[Entradas de apontamento de objetos rotulados]
--------------------------------

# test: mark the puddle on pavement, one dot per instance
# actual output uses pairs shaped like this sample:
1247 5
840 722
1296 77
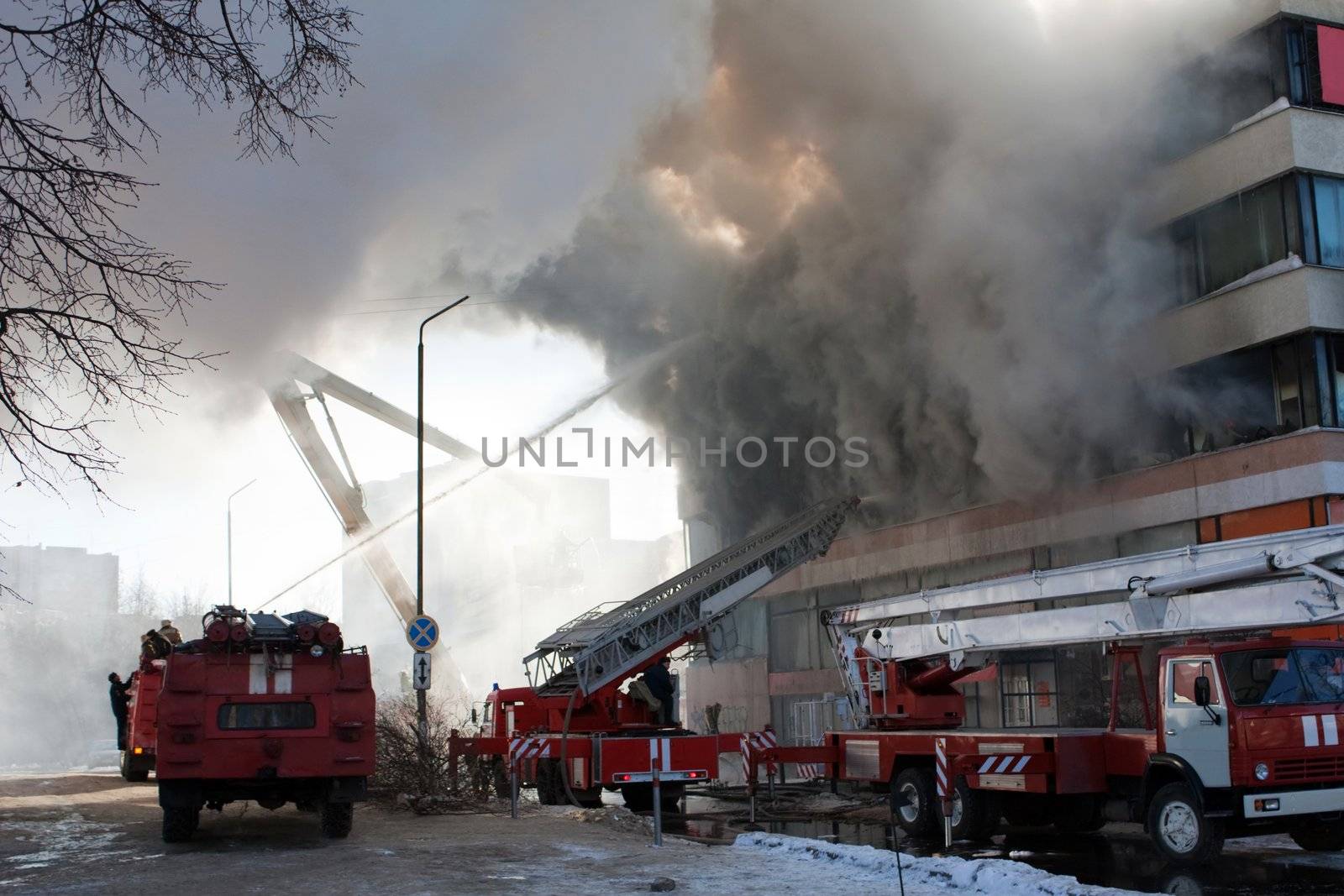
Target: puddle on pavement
1112 860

--------------------------------

→ **Seu objetivo**: Você pode reproduzir, palavra por palavra, todas as linhas acima, deixando de fora as imagens?

→ **Resposta à tarefa**:
# test: mark the puddle on pavement, one dot per instance
# actual output uses pairs shaped like this sample:
1247 5
840 722
1296 77
Target: puddle on pavement
1112 860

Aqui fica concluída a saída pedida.